• **What is being asked**
Task for the listing below: copy it out in full, exactly.

• **Source material**
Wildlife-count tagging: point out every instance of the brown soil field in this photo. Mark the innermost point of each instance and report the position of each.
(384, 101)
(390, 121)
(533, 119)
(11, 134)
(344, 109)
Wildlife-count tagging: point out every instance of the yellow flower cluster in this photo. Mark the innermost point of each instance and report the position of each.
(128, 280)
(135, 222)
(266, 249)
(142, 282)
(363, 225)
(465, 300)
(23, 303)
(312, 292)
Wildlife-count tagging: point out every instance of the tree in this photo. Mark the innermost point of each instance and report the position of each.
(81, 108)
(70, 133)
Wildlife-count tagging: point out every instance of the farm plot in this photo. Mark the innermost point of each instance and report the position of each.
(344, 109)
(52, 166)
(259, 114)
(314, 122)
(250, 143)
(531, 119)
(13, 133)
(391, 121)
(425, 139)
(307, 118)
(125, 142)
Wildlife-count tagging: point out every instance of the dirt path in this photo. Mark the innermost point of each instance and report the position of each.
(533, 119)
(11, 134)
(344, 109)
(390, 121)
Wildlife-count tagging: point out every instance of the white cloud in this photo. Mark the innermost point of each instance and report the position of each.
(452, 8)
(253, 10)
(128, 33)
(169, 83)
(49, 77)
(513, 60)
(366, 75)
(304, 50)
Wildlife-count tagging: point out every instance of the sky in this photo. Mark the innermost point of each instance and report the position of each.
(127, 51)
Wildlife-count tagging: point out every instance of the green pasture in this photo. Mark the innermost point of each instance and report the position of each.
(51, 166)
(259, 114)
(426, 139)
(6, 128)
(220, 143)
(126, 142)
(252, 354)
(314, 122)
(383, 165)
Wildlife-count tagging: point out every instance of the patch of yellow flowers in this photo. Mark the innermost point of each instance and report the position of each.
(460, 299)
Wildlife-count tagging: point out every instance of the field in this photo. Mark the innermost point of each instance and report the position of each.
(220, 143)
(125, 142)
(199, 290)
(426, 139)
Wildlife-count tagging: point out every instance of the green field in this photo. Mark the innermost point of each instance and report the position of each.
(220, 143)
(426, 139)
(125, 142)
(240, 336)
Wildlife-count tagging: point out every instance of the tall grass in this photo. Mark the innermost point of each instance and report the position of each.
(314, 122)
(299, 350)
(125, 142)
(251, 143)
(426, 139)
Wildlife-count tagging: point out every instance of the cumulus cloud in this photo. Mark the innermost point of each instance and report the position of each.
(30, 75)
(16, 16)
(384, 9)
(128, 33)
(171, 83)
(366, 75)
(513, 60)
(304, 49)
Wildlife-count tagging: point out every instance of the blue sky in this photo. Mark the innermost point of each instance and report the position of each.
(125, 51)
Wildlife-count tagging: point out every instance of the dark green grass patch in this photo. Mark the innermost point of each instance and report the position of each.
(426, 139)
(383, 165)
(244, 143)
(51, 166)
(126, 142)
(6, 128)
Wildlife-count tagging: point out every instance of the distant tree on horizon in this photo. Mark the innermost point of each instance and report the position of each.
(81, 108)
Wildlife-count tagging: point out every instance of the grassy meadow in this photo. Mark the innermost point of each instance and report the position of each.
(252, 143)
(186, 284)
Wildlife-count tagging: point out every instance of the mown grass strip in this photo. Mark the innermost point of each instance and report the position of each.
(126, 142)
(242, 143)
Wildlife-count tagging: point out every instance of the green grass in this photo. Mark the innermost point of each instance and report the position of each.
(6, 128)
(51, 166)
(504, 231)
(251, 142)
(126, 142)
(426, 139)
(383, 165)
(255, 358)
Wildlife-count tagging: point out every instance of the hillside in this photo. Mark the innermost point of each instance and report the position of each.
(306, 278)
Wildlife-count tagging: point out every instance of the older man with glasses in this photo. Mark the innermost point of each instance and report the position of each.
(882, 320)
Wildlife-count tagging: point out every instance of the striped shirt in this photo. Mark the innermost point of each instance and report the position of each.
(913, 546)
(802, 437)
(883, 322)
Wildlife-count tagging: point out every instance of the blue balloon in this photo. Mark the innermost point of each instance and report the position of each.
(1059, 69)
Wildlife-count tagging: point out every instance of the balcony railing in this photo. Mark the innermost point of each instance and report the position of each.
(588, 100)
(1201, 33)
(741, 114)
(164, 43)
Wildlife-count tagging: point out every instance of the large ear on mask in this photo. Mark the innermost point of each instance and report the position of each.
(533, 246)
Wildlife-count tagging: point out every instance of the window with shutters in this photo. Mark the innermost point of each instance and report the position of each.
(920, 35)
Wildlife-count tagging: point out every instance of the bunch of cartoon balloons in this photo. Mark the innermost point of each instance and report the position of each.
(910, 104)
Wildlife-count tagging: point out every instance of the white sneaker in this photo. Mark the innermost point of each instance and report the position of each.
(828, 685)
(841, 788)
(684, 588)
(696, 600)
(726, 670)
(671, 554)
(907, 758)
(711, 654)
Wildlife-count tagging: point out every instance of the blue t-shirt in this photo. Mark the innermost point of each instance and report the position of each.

• **Exercise result**
Wildlife-count tagging: point out every instance of the brown soil field in this photo. Mark the innermost point of each instance and report the position of each.
(384, 101)
(390, 121)
(533, 119)
(11, 134)
(344, 109)
Wildlife-count tagging: point out every instance of the yellow flower cluster in this photo. Mark the innermost point of each instance and report the position of each.
(128, 280)
(135, 222)
(266, 249)
(142, 282)
(363, 225)
(465, 300)
(23, 303)
(312, 292)
Wildlife-count tagging: point out every instance of the tree in this photo. Mark the innermost point of each instance and report the position of each.
(81, 108)
(70, 133)
Wildlife-count tagging: point out every instance of the farm plot in this photo. Mark the innermost point of each instance and report the position of each.
(344, 109)
(52, 166)
(259, 114)
(314, 122)
(250, 143)
(531, 119)
(13, 133)
(391, 121)
(425, 139)
(307, 118)
(125, 142)
Wildlife-count tagging: point out every instance of the dirt path in this photo. Mark the innermost point of each instance and report the position of each.
(533, 119)
(11, 134)
(344, 109)
(390, 121)
Wildlife-count tagging: point out every instance of the white cloud in this photo. Mark the innermost point of each instance and report the position of each.
(452, 8)
(253, 10)
(128, 33)
(169, 83)
(49, 77)
(513, 60)
(366, 75)
(304, 50)
Wildlife-count tagging: point out every instance of the sky in this photo. Mark the innermost point of each instance and report the position of each.
(127, 51)
Wildlife-count tagging: point out every instance of the green pasture in this photo. Mark the innermost point of each instance and report the position of each.
(51, 166)
(259, 114)
(426, 139)
(6, 128)
(220, 143)
(126, 142)
(252, 354)
(314, 122)
(383, 165)
Wildlife-count tagging: point out every instance of the patch of yellow flowers in this photo. Mark the innermost point of each instance and report the position of each.
(460, 299)
Wildlife-count tagging: point out every instance of the field in this photo. Mark the innermost point of each instance and report the position of each.
(220, 143)
(125, 142)
(199, 290)
(426, 139)
Wildlife-count tagging: point out every instance of the green field in this photo. Mark the innermost point of each instance and report the position of each.
(220, 143)
(426, 139)
(125, 142)
(240, 336)
Wildlife-count tagging: point out every instance of the tall grass in this photo. Mark the innermost point of each instance and report the position of each.
(314, 122)
(299, 350)
(125, 142)
(251, 143)
(426, 139)
Wildlife-count tagging: point out every instance of the cumulus cloud in this photo. Mark the innermost point of each instance and report the position of each.
(30, 75)
(16, 16)
(384, 9)
(128, 33)
(171, 83)
(366, 75)
(513, 60)
(304, 49)
Wildlife-count tagging: point out every instance of the blue sky in this photo. Mark the innermost point of each instance and report the position of each.
(125, 51)
Wildlife-count tagging: point out every instance of the dark green grass patch in this photo. Mark the innermost point of each instance and report the position of each.
(426, 139)
(383, 165)
(244, 143)
(51, 166)
(126, 142)
(6, 128)
Wildlife-count tagging: point out every instance of the distant tree on horizon in this photo. Mark the innermost point of each instance and report the position of each.
(81, 108)
Wildlife-count tagging: point out every instance of the grassy meadow in this photo. Mark the innermost point of each instance and report the position of each.
(252, 143)
(186, 284)
Wildlife-count tagging: point out every instance of the mown grass strip in this photo. Mark the innermost point of each instance and report the position of each.
(126, 142)
(242, 143)
Wildlife-count tagging: point out every instance of the green grass in this photo. Mark the innermost point of each instance and report the position of each.
(6, 128)
(51, 166)
(504, 231)
(251, 142)
(126, 142)
(426, 139)
(383, 165)
(255, 358)
Wildlife-count tagging: point out every instance of the hillside in this photo. Mark the innermost point of each instance and report the position of each.
(306, 278)
Wildlife-count tagging: point out every instance of the older man with glasses in this photo. Mark the innermost point of each instance and report the position of each.
(882, 320)
Wildlife-count tagging: point out every instance of the striped shirt in this photo. Mark the innermost point of each instance and report the position of each.
(913, 546)
(802, 437)
(883, 322)
Wildlife-count tagging: point out every instance of the blue balloon in this photo. Mark the innermost point of each instance and report the position of each.
(1059, 69)
Wildlife-count tagging: point out every instance of the balcony railing in this photo. Mark the innermost point of each instance and report the position of each.
(588, 100)
(1201, 33)
(741, 114)
(164, 43)
Wildlife-count tagging: point out every instance of the large ear on mask in this photo. Mark the innermost point of each instance and report the position of each.
(533, 246)
Wildlife-count tagging: point out every instance of the window with shutters in this photo. Mark the innermost point of each instance and report the position of each.
(920, 35)
Wildlife-count tagging: point out every instance of the bunch of cartoon balloons in this photo. Mark the innermost point of each instance and report the position of each.
(910, 104)
Wildlife-count tagging: point out every instance of the white sneaker in this photo. Mark the innermost point of each instance and report the position of each.
(828, 685)
(841, 788)
(684, 588)
(696, 600)
(726, 670)
(671, 554)
(907, 758)
(711, 654)
Wildlife-count tagging: point out every instance of the blue t-shirt in this photo. Mark the innermost point of each instance and report the position of each.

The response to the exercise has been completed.